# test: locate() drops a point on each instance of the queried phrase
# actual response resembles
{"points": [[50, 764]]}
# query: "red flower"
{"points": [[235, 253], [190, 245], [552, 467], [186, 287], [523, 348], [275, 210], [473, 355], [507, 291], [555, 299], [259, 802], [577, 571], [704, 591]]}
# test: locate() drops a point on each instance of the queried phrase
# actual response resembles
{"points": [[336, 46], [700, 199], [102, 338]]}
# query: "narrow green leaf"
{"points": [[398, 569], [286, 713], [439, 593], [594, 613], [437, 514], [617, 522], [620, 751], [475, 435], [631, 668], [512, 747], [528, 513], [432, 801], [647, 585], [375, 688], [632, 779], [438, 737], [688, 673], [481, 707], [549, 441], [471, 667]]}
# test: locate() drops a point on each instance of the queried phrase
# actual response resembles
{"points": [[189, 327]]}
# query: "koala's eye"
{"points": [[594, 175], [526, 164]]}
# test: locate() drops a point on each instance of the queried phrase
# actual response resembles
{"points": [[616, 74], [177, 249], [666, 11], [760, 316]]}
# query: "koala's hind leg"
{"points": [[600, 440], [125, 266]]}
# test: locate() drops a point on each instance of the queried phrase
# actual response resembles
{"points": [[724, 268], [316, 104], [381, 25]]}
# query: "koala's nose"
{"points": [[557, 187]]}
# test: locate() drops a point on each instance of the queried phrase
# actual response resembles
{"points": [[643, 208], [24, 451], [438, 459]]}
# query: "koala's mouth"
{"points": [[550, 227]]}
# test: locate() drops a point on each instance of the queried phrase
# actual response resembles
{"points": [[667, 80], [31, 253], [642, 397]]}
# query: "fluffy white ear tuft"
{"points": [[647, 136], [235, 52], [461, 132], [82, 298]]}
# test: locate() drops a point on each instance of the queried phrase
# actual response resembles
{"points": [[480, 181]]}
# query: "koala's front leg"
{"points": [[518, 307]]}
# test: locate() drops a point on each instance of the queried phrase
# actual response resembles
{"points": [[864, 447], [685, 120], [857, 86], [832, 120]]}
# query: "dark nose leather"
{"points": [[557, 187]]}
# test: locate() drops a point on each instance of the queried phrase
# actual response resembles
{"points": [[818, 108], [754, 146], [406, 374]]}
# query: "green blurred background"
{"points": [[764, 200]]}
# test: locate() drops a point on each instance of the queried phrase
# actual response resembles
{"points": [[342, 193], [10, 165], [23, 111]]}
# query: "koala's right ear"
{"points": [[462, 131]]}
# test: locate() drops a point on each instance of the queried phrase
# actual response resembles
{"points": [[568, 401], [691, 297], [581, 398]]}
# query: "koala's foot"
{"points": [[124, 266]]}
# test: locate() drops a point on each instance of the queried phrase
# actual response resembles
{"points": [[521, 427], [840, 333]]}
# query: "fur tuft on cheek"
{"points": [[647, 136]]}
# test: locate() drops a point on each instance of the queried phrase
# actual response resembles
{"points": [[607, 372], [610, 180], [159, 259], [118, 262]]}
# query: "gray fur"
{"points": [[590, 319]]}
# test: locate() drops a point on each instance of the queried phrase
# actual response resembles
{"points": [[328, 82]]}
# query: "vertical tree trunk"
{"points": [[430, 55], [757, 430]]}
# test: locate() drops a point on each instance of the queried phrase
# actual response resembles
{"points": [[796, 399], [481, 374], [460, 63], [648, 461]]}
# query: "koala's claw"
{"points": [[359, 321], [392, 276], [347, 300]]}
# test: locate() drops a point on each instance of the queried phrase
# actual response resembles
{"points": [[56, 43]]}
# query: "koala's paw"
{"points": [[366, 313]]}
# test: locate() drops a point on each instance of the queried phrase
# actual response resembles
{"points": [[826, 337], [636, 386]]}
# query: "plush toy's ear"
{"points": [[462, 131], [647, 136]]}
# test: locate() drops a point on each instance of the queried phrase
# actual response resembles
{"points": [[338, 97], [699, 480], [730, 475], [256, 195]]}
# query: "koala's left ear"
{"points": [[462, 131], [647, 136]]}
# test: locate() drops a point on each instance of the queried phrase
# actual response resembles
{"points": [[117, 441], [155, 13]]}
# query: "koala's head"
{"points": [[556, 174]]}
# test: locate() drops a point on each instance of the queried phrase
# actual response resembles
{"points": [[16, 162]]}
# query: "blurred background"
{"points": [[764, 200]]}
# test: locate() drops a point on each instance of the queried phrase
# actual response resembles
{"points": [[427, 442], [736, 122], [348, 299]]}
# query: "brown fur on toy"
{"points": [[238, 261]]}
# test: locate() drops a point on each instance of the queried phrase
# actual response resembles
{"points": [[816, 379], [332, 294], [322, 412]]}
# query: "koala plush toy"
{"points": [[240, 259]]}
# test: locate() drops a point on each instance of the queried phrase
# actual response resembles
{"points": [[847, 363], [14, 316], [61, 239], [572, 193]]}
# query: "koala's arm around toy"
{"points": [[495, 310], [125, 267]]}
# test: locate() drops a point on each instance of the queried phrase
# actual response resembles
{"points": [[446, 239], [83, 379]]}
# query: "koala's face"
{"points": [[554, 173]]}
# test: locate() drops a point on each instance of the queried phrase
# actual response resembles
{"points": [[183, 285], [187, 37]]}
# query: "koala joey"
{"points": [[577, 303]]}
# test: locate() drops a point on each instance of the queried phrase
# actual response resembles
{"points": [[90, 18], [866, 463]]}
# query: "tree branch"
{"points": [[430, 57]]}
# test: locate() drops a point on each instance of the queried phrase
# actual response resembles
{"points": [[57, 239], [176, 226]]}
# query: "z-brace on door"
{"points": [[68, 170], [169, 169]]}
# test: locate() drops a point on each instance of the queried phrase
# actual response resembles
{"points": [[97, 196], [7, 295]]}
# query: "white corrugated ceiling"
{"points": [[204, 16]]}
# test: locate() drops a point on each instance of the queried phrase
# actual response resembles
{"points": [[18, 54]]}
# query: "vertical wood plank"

■ ■ ■ ■ ■ ■ ■

Objective
Take the data above and return it exactly.

Answer
# test: locate() drops a point on each instance of the queried phrase
# actual response resembles
{"points": [[50, 764]]}
# query: "red flower"
{"points": [[235, 253], [190, 245], [552, 467], [186, 287], [523, 348], [275, 210], [473, 355], [507, 291], [555, 299], [259, 802], [577, 571], [704, 591]]}
# test: locate() drops a point on each instance of the queried phrase
# actual response resembles
{"points": [[336, 46], [700, 199], [102, 338]]}
# query: "narrow green leaf"
{"points": [[398, 569], [286, 713], [439, 593], [594, 613], [437, 514], [617, 522], [620, 751], [475, 435], [631, 668], [512, 747], [528, 513], [432, 801], [647, 585], [375, 688], [632, 779], [438, 737], [688, 673], [481, 707], [549, 441], [471, 667]]}
# test: locate() drops a point on each instance of the queried phrase
# actual response resembles
{"points": [[189, 327]]}
# query: "koala's eye"
{"points": [[594, 175], [526, 164]]}
# test: locate() drops a point on each instance of the queried phrase
# actual response resembles
{"points": [[616, 74], [177, 249], [666, 11], [760, 316]]}
# query: "koala's hind leg"
{"points": [[600, 440], [125, 266]]}
# test: locate() drops a point on each instance of the queried phrase
# actual response resembles
{"points": [[724, 268], [316, 104], [381, 25]]}
# query: "koala's nose"
{"points": [[557, 187]]}
# test: locate() drops a point on each instance of the queried phrase
# actual response resembles
{"points": [[643, 208], [24, 451], [438, 459]]}
# query: "koala's mouth"
{"points": [[550, 227]]}
# test: locate() drops a point on each instance of the queried phrase
# actual response resembles
{"points": [[667, 80], [31, 253], [642, 397]]}
# query: "fluffy white ear tuft"
{"points": [[647, 136], [235, 52], [461, 132], [82, 298]]}
# test: locate() drops a point on each instance of the queried phrase
# actual response resembles
{"points": [[480, 181]]}
# query: "koala's front leg"
{"points": [[518, 307]]}
# test: locate() drops a point on each instance of the queried phrase
# actual response resembles
{"points": [[864, 447], [685, 120], [857, 86], [832, 120]]}
# query: "dark nose leather"
{"points": [[557, 187]]}
# test: locate() drops a point on each instance of the queried phrase
# actual response resembles
{"points": [[818, 108], [754, 146], [406, 374]]}
# query: "green blurred background"
{"points": [[764, 200]]}
# test: locate() drops a point on each instance of the queried phrase
# actual response resembles
{"points": [[342, 193], [10, 165], [23, 111]]}
# query: "koala's right ear"
{"points": [[462, 131]]}
# test: locate() drops a point on each instance of the queried phrase
# actual response resembles
{"points": [[568, 401], [691, 297], [581, 398]]}
# query: "koala's foot"
{"points": [[124, 266]]}
# test: locate() drops a point on each instance of the queried phrase
# actual response resembles
{"points": [[521, 427], [840, 333]]}
# query: "fur tuft on cheek"
{"points": [[647, 136]]}
# test: locate() drops a point on each instance of the queried phrase
# actual response resembles
{"points": [[607, 372], [610, 180], [159, 259], [118, 262]]}
# query: "gray fur"
{"points": [[590, 319]]}
# test: locate() drops a point on each instance of the queried phrase
# actual response resembles
{"points": [[328, 82]]}
# query: "vertical tree trunk"
{"points": [[430, 55], [757, 430]]}
# test: locate() drops a point on each instance of the queried phrase
# actual response resembles
{"points": [[796, 399], [481, 374], [460, 63], [648, 461]]}
# query: "koala's claw"
{"points": [[359, 321], [392, 276], [347, 300]]}
# test: locate() drops a point on each instance of the queried phrase
# actual response resembles
{"points": [[56, 43]]}
# query: "koala's paw"
{"points": [[366, 313]]}
# test: locate() drops a point on each instance of the queried phrase
# actual response resembles
{"points": [[826, 337], [636, 386]]}
# query: "plush toy's ear"
{"points": [[462, 131], [647, 136]]}
# test: locate() drops a point on each instance of the queried phrase
# actual response resembles
{"points": [[338, 97], [699, 480], [730, 475], [256, 195]]}
# query: "koala's left ear"
{"points": [[462, 131], [647, 136]]}
# test: locate() drops a point on each instance of the queried phrase
# actual response resembles
{"points": [[117, 441], [155, 13]]}
# query: "koala's head"
{"points": [[556, 174]]}
# test: locate() drops a point on each instance of the queried phrase
# actual response resembles
{"points": [[16, 162]]}
# query: "blurred background"
{"points": [[764, 200]]}
# test: locate() drops a point on each instance of the queried phrase
# actual response resembles
{"points": [[427, 442], [736, 122], [348, 299]]}
# query: "brown fur on toy"
{"points": [[238, 261]]}
# test: locate() drops a point on each instance of the queried phrase
# actual response resembles
{"points": [[816, 379], [332, 294], [322, 412]]}
# query: "koala plush toy"
{"points": [[240, 259]]}
# test: locate() drops a point on each instance of the queried phrase
# actual response resembles
{"points": [[847, 363], [14, 316], [61, 239], [572, 193]]}
# query: "koala's arm around toy"
{"points": [[495, 310], [125, 267]]}
# test: locate() drops a point on each instance of the queried phrase
# actual response resembles
{"points": [[446, 239], [83, 379]]}
# query: "koala's face"
{"points": [[554, 173]]}
# test: locate() drops a point on each instance of the queried phrase
# actual response resembles
{"points": [[183, 285], [187, 37]]}
# query: "koala joey"
{"points": [[577, 303]]}
# test: locate() drops a point on each instance of the queried phrase
# actual response resembles
{"points": [[90, 18], [866, 463]]}
# query: "tree branch"
{"points": [[430, 57]]}
# test: locate() drops a point on each instance of the queried phrase
# actual response resembles
{"points": [[57, 239], [176, 226]]}
# query: "z-brace on door"
{"points": [[68, 170], [169, 169]]}
# test: locate() drops a point on each instance of the queried phrase
# actual response resembles
{"points": [[97, 196], [7, 295]]}
# query: "white corrugated ceiling"
{"points": [[204, 16]]}
# test: locate() drops a point on each instance of the queried phrase
# actual response resembles
{"points": [[18, 54]]}
# query: "vertical wood plank"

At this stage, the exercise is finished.